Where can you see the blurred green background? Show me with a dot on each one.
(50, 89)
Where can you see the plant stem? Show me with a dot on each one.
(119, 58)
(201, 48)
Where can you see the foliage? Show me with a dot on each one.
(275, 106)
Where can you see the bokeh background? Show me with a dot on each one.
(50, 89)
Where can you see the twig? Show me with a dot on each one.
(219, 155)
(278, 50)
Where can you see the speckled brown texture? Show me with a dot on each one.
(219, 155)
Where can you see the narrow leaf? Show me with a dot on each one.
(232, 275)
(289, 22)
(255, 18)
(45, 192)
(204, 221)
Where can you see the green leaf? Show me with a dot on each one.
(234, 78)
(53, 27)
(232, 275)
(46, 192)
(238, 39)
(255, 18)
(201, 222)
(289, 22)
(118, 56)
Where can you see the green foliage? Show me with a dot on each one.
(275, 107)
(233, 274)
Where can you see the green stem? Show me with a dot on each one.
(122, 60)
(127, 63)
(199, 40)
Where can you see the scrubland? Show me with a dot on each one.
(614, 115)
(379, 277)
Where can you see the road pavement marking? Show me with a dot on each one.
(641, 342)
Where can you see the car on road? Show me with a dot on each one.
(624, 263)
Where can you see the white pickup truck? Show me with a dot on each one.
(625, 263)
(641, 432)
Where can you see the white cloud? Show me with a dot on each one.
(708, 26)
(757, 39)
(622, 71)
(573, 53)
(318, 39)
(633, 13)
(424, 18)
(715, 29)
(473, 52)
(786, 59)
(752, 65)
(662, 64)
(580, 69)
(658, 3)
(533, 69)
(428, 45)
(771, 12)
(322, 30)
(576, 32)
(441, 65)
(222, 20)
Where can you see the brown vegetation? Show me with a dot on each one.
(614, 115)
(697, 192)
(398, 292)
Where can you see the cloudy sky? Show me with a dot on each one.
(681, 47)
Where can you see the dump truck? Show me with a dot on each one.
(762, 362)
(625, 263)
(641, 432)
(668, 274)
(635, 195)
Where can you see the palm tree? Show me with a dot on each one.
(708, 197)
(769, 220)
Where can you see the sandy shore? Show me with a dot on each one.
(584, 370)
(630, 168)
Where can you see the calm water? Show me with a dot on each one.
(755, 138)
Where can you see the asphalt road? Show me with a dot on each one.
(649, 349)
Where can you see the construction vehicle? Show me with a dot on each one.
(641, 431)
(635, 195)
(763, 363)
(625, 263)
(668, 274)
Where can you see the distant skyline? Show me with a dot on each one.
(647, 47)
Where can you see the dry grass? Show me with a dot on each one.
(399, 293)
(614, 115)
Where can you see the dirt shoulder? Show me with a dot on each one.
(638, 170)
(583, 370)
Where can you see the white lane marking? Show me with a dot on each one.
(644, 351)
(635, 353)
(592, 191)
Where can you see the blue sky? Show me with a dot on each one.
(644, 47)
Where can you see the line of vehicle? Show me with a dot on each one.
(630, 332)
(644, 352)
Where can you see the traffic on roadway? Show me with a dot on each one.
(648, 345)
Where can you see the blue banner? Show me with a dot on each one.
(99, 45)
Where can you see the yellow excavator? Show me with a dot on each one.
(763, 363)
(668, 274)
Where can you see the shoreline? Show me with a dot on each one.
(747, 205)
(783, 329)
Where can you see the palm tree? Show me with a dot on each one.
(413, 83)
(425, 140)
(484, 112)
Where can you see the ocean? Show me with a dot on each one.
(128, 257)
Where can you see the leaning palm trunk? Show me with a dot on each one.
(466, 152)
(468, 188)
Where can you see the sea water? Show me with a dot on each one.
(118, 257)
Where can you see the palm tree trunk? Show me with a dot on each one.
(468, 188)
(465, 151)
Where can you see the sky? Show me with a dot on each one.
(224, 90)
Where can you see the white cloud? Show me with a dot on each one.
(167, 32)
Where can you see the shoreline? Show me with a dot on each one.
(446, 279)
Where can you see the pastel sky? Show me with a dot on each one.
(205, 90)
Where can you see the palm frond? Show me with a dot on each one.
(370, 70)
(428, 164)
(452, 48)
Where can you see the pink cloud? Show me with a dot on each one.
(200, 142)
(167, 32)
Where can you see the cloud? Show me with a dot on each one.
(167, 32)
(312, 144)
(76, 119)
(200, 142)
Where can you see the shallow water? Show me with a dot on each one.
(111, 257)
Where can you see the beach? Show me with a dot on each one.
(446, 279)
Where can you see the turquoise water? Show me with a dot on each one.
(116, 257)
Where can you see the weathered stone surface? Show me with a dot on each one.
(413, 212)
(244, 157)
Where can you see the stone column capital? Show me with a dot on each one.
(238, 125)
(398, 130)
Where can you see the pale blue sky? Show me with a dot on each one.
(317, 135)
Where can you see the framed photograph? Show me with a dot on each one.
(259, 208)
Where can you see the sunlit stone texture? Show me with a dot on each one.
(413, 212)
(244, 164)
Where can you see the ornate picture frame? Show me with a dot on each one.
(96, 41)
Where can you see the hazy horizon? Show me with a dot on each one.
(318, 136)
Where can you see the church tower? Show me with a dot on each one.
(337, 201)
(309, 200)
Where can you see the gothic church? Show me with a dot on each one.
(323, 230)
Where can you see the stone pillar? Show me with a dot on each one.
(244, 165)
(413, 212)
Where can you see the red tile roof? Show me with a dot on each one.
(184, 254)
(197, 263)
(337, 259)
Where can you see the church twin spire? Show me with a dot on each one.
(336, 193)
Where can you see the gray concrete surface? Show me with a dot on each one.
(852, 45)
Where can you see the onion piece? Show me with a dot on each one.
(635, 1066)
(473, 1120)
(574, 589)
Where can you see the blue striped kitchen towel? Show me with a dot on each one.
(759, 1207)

·····

Type the whole listing again, unaltered.

Where can you see the blurred green background? Show me with a dot on each one.
(50, 89)
Where can you see the plant stem? Show me with a dot on each one.
(119, 58)
(201, 48)
Where can you see the foliage? Show me with a dot on each one.
(275, 106)
Where can you see the bokeh background? Show me with a dot on each one.
(50, 89)
Where can you see the twig? Show me with a dot on each one.
(219, 155)
(278, 50)
Where can you see the speckled brown texture? Show me with a dot on each one.
(219, 155)
Where can you see the narrow leaf? Show me with a dot on each one.
(232, 275)
(289, 22)
(255, 18)
(45, 192)
(204, 221)
Where can you see the green leaf? Show me with a dot on each one.
(234, 78)
(53, 27)
(232, 275)
(46, 192)
(238, 39)
(255, 18)
(201, 222)
(289, 22)
(118, 56)
Where can you see the green foliage? Show me with a dot on each one.
(275, 107)
(233, 274)
Where can you see the green stem? Show me with a dot on each one.
(122, 60)
(127, 63)
(199, 40)
Where can you see the scrubland? Show me with a dot on each one.
(614, 115)
(379, 277)
Where can you see the road pavement marking? Show me with a dot on each one.
(641, 342)
Where can you see the car on road? Show me with a dot on each one.
(624, 263)
Where can you see the white pickup truck? Show me with a dot on each one.
(625, 263)
(641, 432)
Where can you see the white cloud? Show me with a dot on each one.
(708, 26)
(757, 39)
(622, 71)
(573, 53)
(318, 39)
(633, 13)
(424, 18)
(715, 29)
(473, 52)
(786, 59)
(752, 65)
(662, 64)
(580, 69)
(658, 3)
(533, 69)
(428, 45)
(771, 12)
(322, 30)
(576, 32)
(441, 65)
(222, 20)
Where can you see the brown vegetation? Show me with a dot on each one.
(614, 115)
(697, 192)
(398, 292)
Where can you see the cloudy sky? Show me with a dot on each one.
(681, 47)
Where can you see the dump truck? Show me with a dot on each one.
(762, 362)
(625, 263)
(641, 432)
(668, 274)
(635, 195)
Where can you see the palm tree? Show me with a dot on each one.
(708, 197)
(769, 220)
Where can you see the sandy shore? Show me with a dot on each one.
(584, 370)
(630, 168)
Where can you see the calm water? Show me with a dot on each one.
(755, 138)
Where can you see the asphalt road? Show me with a dot on each one.
(649, 349)
Where can you see the construction vehicle? Show me with a dot on each one.
(641, 431)
(635, 195)
(763, 363)
(625, 263)
(668, 274)
Where can you see the distant skyline? Show me with a dot on each one.
(647, 47)
Where can you see the dry grass? Show me with a dot on each one.
(399, 293)
(614, 115)
Where can you see the dirt shoulder? Show me with a dot on each one.
(638, 170)
(583, 370)
Where can you see the white lane marking? Show me with a dot on each one.
(644, 351)
(635, 353)
(592, 191)
Where can you see the blue sky? Show me with a dot on each one.
(644, 47)
Where can you see the line of vehicle? Show me with a dot on each one.
(630, 332)
(644, 352)
Where can you see the traffic on roadway? Show me with a dot on each one.
(648, 345)
Where can you see the blue banner? Show me with a dot on each one.
(99, 45)
Where can you see the yellow excavator? Show me with a dot on each one.
(763, 363)
(668, 274)
Where can you see the shoreline? Show me with a dot on each one.
(747, 205)
(783, 329)
Where can you see the palm tree? Show me with a dot on each one.
(413, 83)
(425, 140)
(484, 112)
Where can you see the ocean? Show me with a dot on each one.
(128, 257)
Where can you see the leaning palm trunk? Show me with a dot on each one.
(466, 152)
(468, 188)
Where can you see the sea water? Show me with a dot on each one.
(118, 257)
Where can you see the palm tree trunk? Show me with a dot on each one.
(468, 188)
(465, 151)
Where can you see the sky? Show me with a dot on each one.
(224, 90)
Where can you see the white cloud? Show me with a dot on each one.
(167, 32)
Where can you see the shoreline? Show me with a dot on each one.
(446, 279)
Where can you see the pastel sky? Show me with a dot on each one.
(205, 90)
Where can you see the palm frond? Show me with a dot on each one.
(370, 70)
(428, 164)
(452, 48)
Where can you see the pink cloud? Show me with a dot on each one.
(200, 142)
(167, 32)
Where can you see the cloud? Show me with a dot on each one.
(167, 32)
(312, 144)
(76, 119)
(200, 142)
Where can you see the shallow water? Show me with a dot on each one.
(111, 257)
Where can you see the beach? Show me with a dot on each one.
(446, 279)
Where can you see the turquoise water? Show me with a dot on each one.
(116, 257)
Where can you see the weathered stone surface? Show me with a dot on each one.
(413, 212)
(244, 157)
Where can you see the stone column capital? Show me with a dot on each one.
(238, 125)
(398, 130)
Where can you see the pale blue sky? Show me with a dot on each one.
(317, 135)
Where can you see the framed photograph? Show me with a dot on each one.
(259, 208)
Where can you see the sunlit stone texture? Show me with a dot on each one.
(413, 212)
(244, 164)
Where can you see the ornate picture frame? Show me with a dot on each one.
(96, 41)
Where can you see the hazy horizon? Show me with a dot on each one.
(318, 136)
Where can you see the church tower? Show me with a dot on each one.
(337, 201)
(309, 200)
Where can you see the gothic church? Show me with a dot on each one.
(323, 230)
Where can you see the stone pillar? Show me with a dot on each one.
(244, 165)
(413, 212)
Where can you see the red tile roof? Show me with a dot on each one.
(184, 254)
(197, 263)
(337, 259)
Where can you see the church twin spire? Show me with a dot on each one.
(336, 193)
Where can you see the gray concrete surface? Show me with a dot on each one.
(852, 45)
Where can you see the onion piece? Show me with a dot on each one.
(635, 1066)
(473, 1120)
(574, 589)
Where can you see the blue striped kitchen towel? Show me with a dot on each one.
(759, 1207)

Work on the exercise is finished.